--- Exercise brief ---
Convert the material below into a Markdown table with the columns Row and Line, putting each line in its own numbered row and skipping blank lines.

Records from a pointing dataset:
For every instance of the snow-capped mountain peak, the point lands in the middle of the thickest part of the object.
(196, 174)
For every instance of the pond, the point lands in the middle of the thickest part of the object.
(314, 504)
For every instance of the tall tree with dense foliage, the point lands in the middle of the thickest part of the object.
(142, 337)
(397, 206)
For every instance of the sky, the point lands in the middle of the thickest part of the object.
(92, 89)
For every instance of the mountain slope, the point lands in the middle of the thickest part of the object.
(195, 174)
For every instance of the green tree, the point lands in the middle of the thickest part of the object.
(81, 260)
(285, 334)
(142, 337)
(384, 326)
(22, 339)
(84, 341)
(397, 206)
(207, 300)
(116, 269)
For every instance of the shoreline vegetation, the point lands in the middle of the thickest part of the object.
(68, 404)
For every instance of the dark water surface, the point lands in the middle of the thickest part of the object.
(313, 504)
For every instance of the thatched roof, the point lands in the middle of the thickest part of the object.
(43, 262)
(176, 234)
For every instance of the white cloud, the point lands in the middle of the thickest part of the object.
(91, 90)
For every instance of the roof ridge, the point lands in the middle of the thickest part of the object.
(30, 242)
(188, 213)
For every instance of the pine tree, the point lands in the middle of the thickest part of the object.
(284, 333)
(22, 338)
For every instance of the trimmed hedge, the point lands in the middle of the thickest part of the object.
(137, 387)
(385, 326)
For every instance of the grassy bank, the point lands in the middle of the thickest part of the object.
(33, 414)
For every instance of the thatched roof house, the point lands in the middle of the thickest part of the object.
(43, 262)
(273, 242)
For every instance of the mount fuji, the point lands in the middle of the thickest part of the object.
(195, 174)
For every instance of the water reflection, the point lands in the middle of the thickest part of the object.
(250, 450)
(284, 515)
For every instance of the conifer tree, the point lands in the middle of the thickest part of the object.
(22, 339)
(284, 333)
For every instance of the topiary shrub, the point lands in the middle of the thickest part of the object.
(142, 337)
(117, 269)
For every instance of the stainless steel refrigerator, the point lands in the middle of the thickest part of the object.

--- Full answer ---
| Row | Line |
|---|---|
| 1 | For every instance of the snow-capped mountain peak, the point lands in the middle of the thickest part of the object. |
| 2 | (196, 174) |
| 3 | For every instance of the pond, the point lands in the middle of the thickest part of the object. |
| 4 | (314, 504) |
| 5 | For every instance of the tall tree with dense foliage, the point lands in the middle of the thickest part of the object. |
| 6 | (142, 337) |
| 7 | (397, 206) |
| 8 | For every instance of the sky, the point lands in the middle of the thickest part of the object. |
| 9 | (92, 89) |
| 10 | For every instance of the mountain slope, the point lands in the middle of the thickest part of the object. |
| 11 | (195, 174) |
| 12 | For every instance of the green tree, the point lands in the middle of the thickest part of the object. |
| 13 | (81, 260) |
| 14 | (285, 334) |
| 15 | (142, 337) |
| 16 | (384, 326) |
| 17 | (22, 339) |
| 18 | (84, 341) |
| 19 | (397, 206) |
| 20 | (207, 300) |
| 21 | (116, 269) |
| 22 | For every instance of the shoreline vegetation, the point lands in the middle of the thickest part of the object. |
| 23 | (68, 404) |
| 24 | For every instance of the dark water surface, the point lands in the middle of the thickest part of the object. |
| 25 | (313, 504) |
| 26 | For every instance of the thatched roof, the point lands in the middle of the thickest part of the object. |
| 27 | (43, 262) |
| 28 | (176, 234) |
| 29 | For every instance of the white cloud, the point lands in the middle of the thickest part of the object. |
| 30 | (91, 90) |
| 31 | For every instance of the roof ridge, the point lands in the middle of the thickest part of the object. |
| 32 | (30, 242) |
| 33 | (188, 213) |
| 34 | For every instance of the pine tree, the point lands in the middle of the thickest part of the object. |
| 35 | (284, 333) |
| 36 | (22, 338) |
| 37 | For every instance of the trimmed hedge, the point lands in the middle of the thickest part of the object. |
| 38 | (137, 387) |
| 39 | (385, 326) |
| 40 | For every instance of the grassy bank, the point lands in the middle of the thickest part of the object. |
| 41 | (33, 414) |
| 42 | For every instance of the thatched roof house, the point lands in the middle of the thickest part of the object. |
| 43 | (43, 262) |
| 44 | (273, 242) |
| 45 | For every instance of the mount fuji, the point lands in the middle of the thickest part of the object. |
| 46 | (195, 174) |
| 47 | For every instance of the water reflection, the point lands in the middle of the thickest part of the object. |
| 48 | (250, 450) |
| 49 | (284, 515) |
| 50 | For every instance of the conifer tree, the point lands in the middle of the thickest part of the object. |
| 51 | (22, 339) |
| 52 | (284, 333) |
| 53 | For every instance of the topiary shrub, the point lands in the middle of the thickest part of the object. |
| 54 | (142, 337) |
| 55 | (117, 269) |
| 56 | For every instance of the stainless steel refrigerator, the point lands in the middle of the thickest part of the object. |